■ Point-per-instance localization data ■
*** Begin section ***

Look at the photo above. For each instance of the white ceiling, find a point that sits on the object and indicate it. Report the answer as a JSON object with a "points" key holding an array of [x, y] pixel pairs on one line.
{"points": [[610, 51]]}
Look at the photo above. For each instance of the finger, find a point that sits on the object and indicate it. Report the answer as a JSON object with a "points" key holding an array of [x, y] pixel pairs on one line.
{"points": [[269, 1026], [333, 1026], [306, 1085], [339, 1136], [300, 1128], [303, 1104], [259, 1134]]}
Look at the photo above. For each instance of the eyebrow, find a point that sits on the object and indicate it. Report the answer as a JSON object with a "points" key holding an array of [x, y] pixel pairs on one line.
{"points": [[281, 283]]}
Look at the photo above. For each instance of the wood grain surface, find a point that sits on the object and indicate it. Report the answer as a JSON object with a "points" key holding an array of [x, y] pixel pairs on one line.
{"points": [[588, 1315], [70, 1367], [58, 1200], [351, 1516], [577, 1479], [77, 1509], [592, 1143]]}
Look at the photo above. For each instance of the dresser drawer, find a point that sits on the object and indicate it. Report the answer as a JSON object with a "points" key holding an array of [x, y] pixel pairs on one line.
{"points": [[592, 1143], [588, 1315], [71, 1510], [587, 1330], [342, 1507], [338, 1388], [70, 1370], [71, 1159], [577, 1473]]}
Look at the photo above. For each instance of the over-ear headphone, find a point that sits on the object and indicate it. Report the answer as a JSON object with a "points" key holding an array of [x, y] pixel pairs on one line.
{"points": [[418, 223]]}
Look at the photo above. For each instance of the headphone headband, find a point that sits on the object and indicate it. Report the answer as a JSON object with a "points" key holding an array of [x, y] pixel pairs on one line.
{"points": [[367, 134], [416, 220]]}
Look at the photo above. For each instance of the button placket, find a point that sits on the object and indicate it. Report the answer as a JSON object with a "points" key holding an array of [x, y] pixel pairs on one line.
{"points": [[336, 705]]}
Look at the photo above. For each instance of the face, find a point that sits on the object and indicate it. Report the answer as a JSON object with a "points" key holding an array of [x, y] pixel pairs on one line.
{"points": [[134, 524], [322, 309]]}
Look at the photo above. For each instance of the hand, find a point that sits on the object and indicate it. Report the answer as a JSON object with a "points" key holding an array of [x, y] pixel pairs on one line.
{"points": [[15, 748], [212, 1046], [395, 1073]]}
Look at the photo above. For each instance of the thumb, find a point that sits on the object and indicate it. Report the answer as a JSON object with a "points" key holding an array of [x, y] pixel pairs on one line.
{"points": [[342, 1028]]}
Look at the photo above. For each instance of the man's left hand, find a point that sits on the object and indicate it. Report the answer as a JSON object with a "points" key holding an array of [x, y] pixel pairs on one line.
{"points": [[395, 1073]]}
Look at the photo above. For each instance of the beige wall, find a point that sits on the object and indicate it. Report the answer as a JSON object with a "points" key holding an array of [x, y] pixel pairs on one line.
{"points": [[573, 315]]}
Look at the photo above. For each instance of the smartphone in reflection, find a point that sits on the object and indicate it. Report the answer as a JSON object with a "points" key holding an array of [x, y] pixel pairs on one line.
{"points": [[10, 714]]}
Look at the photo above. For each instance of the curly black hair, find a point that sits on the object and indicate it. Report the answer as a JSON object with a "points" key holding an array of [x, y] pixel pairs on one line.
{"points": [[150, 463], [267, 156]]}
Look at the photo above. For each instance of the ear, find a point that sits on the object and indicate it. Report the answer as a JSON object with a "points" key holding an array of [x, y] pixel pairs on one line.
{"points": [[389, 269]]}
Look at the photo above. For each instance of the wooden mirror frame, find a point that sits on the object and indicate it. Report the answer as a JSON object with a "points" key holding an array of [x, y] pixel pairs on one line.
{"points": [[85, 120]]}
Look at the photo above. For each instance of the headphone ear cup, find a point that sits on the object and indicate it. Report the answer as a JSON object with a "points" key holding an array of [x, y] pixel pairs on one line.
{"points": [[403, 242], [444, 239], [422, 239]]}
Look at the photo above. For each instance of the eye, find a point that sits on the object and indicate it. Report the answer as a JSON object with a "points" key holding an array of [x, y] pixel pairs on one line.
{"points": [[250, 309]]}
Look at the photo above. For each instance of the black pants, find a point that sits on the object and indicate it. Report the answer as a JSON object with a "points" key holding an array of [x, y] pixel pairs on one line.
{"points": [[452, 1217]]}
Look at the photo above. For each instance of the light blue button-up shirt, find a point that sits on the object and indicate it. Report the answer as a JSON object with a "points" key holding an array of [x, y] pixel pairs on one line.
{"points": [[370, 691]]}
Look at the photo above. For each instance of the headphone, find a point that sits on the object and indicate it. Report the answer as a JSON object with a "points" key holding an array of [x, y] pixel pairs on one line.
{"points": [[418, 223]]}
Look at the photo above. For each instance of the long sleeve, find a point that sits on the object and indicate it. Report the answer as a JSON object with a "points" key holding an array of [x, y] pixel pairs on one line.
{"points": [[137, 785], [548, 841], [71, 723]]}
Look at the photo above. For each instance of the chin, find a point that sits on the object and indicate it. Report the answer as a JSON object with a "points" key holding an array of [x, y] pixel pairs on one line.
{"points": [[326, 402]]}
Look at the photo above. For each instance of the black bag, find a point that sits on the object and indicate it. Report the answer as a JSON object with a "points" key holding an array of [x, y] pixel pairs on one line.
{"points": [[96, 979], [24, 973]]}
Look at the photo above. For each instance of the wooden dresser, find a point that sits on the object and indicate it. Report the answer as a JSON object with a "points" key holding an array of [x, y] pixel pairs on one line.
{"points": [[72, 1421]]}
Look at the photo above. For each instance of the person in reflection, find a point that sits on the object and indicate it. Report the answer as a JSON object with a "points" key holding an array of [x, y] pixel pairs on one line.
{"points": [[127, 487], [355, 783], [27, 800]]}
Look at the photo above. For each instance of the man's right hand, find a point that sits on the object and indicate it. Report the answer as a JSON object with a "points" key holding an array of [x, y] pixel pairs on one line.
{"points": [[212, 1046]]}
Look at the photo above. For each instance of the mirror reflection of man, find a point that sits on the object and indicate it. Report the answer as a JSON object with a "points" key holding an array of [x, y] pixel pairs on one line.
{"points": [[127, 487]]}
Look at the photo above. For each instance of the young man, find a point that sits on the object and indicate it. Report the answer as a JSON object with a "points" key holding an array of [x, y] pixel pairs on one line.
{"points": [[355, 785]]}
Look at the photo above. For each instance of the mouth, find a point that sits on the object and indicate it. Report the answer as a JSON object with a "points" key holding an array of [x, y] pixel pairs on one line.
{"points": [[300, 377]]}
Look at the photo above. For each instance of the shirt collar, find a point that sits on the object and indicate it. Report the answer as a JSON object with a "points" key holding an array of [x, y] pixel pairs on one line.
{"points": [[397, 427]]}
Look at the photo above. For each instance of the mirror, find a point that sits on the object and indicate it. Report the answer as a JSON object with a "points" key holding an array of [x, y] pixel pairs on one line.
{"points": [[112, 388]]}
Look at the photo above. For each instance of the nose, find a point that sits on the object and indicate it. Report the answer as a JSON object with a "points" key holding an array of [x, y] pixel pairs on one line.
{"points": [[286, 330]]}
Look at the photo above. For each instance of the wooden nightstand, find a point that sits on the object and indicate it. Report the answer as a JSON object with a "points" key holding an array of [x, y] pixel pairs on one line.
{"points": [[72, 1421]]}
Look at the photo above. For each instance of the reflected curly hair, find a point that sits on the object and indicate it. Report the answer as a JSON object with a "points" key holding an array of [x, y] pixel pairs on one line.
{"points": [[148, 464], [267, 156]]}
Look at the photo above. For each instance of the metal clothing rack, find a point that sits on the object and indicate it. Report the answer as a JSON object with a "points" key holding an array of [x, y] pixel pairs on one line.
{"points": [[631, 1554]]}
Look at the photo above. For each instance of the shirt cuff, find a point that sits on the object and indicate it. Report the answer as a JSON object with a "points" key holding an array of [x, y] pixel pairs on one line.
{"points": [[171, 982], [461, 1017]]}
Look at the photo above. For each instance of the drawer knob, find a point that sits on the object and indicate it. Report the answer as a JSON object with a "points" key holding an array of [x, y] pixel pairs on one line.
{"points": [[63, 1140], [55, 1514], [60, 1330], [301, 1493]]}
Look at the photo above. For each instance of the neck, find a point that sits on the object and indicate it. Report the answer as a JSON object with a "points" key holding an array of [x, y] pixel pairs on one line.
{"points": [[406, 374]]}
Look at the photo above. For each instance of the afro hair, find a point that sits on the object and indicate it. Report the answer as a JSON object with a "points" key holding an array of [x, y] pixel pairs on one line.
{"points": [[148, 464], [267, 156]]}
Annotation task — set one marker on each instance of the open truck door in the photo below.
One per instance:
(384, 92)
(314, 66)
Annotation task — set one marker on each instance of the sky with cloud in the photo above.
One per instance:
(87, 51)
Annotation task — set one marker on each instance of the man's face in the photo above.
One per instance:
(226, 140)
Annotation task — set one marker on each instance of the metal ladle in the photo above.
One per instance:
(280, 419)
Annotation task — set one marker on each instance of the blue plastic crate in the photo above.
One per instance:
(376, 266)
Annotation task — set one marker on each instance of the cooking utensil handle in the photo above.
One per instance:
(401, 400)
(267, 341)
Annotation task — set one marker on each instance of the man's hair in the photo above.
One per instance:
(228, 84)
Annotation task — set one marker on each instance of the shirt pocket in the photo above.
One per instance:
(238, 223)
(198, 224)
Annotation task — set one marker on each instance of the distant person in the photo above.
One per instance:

*** End section ***

■ Problem to work on ■
Using the entries above, restate word for word every line from the one that contains "person in the photo above." through the last.

■ Response area ■
Annotation task — set one marker on each instance of the distant person in the photo above.
One per instance:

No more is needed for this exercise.